## What you need to do
**A.** In the passage on Thompson's basketball career, which categories did Thompson lead as Providence's all-time leader when he graduated? List them.
**B.** Extend the passage on Thompson's basketball career, starting after its last sentence.

Carroll capped off the undefeated 1960 season with a 57–55 win over St Catherine's Angels of Racine, WI in the Knights of Columbus National Championship Tournament with Thompson pacing the Lions with 15 points. Thompson finished the season as the top scorer in the Washington Catholic Athletic Conference, averaging 21 points per game. After graduating from Archbishop Carroll, Thompson went to Providence College, where he played on the 1963 NIT Championship team with Ray Flynn, was part of the first Providence NCAA tournament team in 1964, he was an All-American in his senior year of 1964. Upon graduation, Thompson was the Friars' all-time leader in points, scoring average, field goal percentage, second in rebounds. Thompson is 11th on the all-time scoring list at PC, fourth in scoring average, sixth in field goal percentage, third in rebounds, he was drafted in the third round in 1964 and played two years in the National Basketball Association for the Boston Celtics in 1964–1966. At 6 ft 10 in and 270 lb, he backed up Bill Russell, the Celtics star center, en route to two championships.
Nicknamed "The Caddy" for his secondary role to Russell, he averaged 3.5 points and 3.5 rebounds in 74 games played. He retired in 1966 to begin a much more successful career in coaching. Before retiring as a player in 1966, Thompson was selected by the Chicago Bulls in that year's expansion draft. Thompson was the head coach at St. Anthony High School in Washington, D. C. from 1966 to 1972, racking up a 122–28 record. After coaching St. Anthony, Thompson was hired to become the head coach of the men's basketball team at Georgetown University, where he spent the remainder of his Hall of Fame career. Thompson, an imposing figure on the sidelines who towered over many opposing coaches, was noted for the trademark white towel that he carried on his shoulder during the games. Inheriting a Georgetown team, 3–23 the year before and improved the team, making the NCAA tournament within three seasons. Over the following 27 years, Thompson's Hoyas went 596–239, running off a streak of 24 postseason appearances – 20 in the NCAA tournament and 4 in the NIT – including a 14-year streak of NCAA appearances from 1979–1992 that saw three Final Four appearances in 1982, 1984 and 1985, winning a national championship in 1984 and narrowly missing a repeat the next year by losing to underdog Villanova.

## Stored data
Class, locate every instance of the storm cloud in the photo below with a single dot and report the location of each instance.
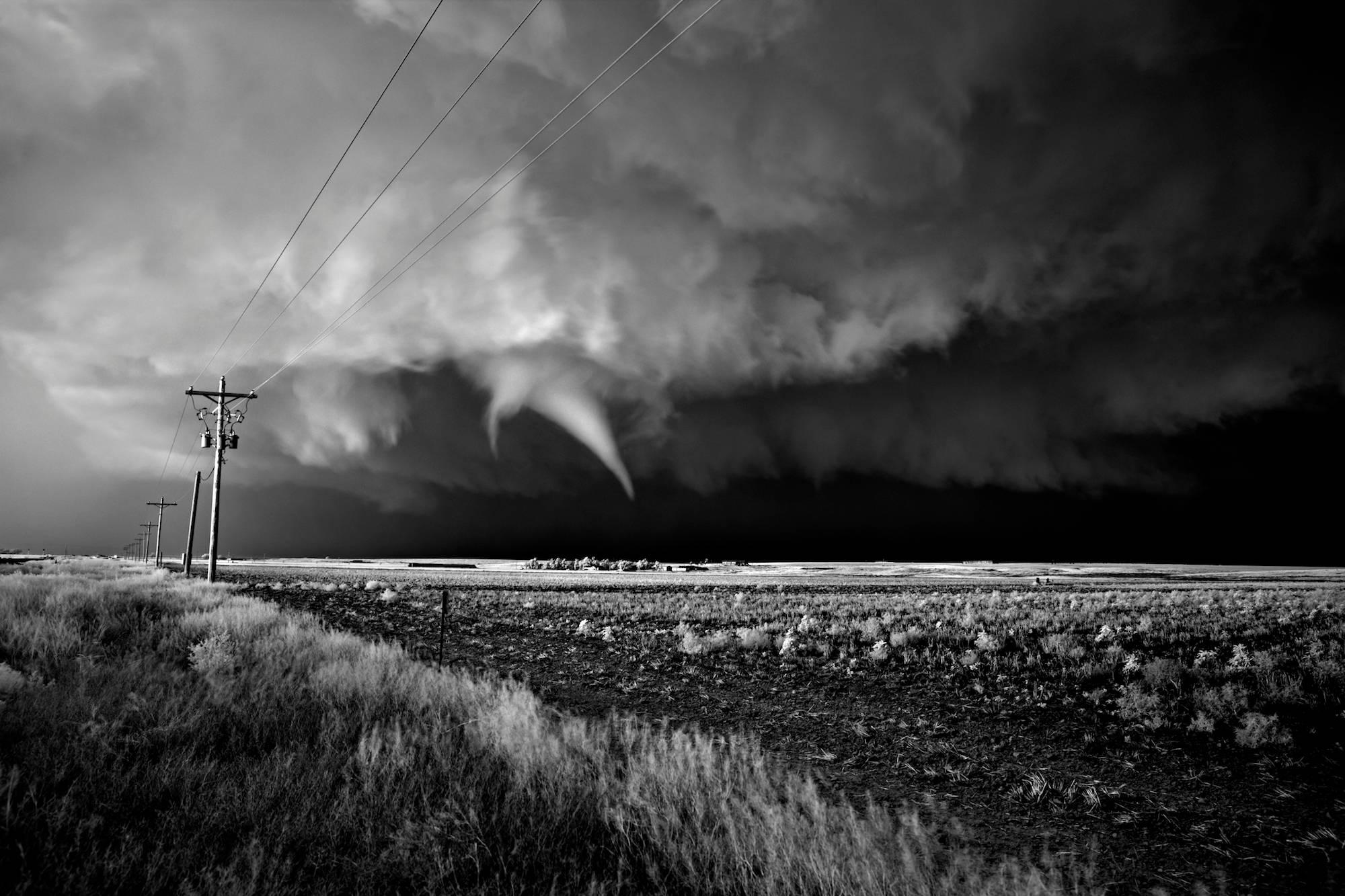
(946, 243)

## The responses
**A.** Points, scoring average, field goal percentage

**B.**
He won seven Coach of the Year awards: Big East, United States Basketball Writers Association and The Sporting News, National Association of Basketball Coaches and United Press International. Thompson coached many notable players, including Patrick Ewing, Sleepy Floyd, Alonzo Mourning, Dikembe Mutombo and Allen Iverson. Under Thompson, 26 players were chosen in the NBA Draft, eight in the first round including two players selected first overall, Ewing by the New York Knicks in 1985 and Iverson by the Philadelphia 76ers in 1996. Thompson's career as head coach of Georgetown was not without controversy. One of the most controversial incidents was the hanging of a sign in the McDonough Gymnasium. In 1975, after another perceived mediocre year, a sign was hung at the top of the rafters reading "Thompson the nigger flop must go." The university took down the sign and silenced talks for his termination. In the late 1980s, Thompson got word that several of his players, including Alonzo Mourning, were associating with noted Washington, D.
C. drug lord Rayful Edmond III. At the height of his empire, Edmond became friendly with several Hoyas players; when Thompson confirmed what was happening, he sent word through his sources to have Edmond meet him at his office at McDonough Gymnasium. When Edmond arrived, Thompson was cordial, informed Edmond that he needed to cease all contacts with his players post haste John Turner and Mourning, both of whom had befriended Edmond; when Edmond tried to assure him that his players were not involved in anything illegal, the 6'10" Thompson stood up and pointed his index finger between Edmond's eyes. Thompson, known for his volatility boiled over, unleashed a profanity-laced tirade in which he told Edmond that he did not care about his crew's violent reputation or propensity to commit murder. Edmond had crossed a line with Thompson's players, Thompson was not going to allow Edmond to destroy the players' lives. By all accounts, Edmond never associated with another Hoyas player on a personal level.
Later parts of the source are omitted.